> _TASK INSTRUCTIONS_: Return all lines in the material below that contain "each".
━━ ENTRIES PROVIDED
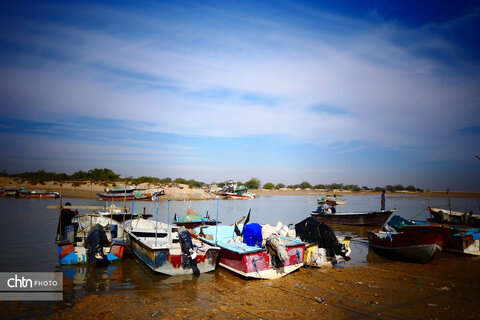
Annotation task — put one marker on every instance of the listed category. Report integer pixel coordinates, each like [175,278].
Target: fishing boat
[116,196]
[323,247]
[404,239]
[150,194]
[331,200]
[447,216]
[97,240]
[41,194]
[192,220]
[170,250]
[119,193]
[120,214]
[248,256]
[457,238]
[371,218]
━━━━
━━ ENTRIES PROVIDED
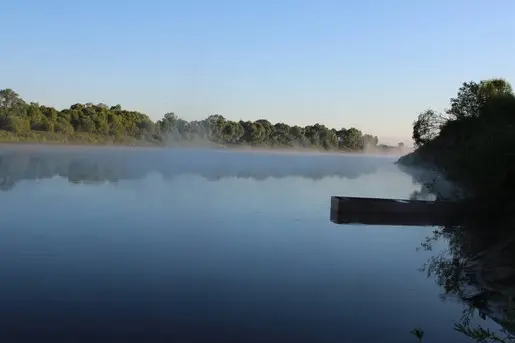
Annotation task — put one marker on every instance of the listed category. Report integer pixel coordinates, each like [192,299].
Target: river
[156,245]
━━━━
> _YOUR SOLUTION_:
Annotation task — put one marker on every instance of the listed category. Report integer pixel coordinates, each like [175,278].
Annotation task — put one marker on every instance of the listed category. Report integer pixel coordinates, each like [192,299].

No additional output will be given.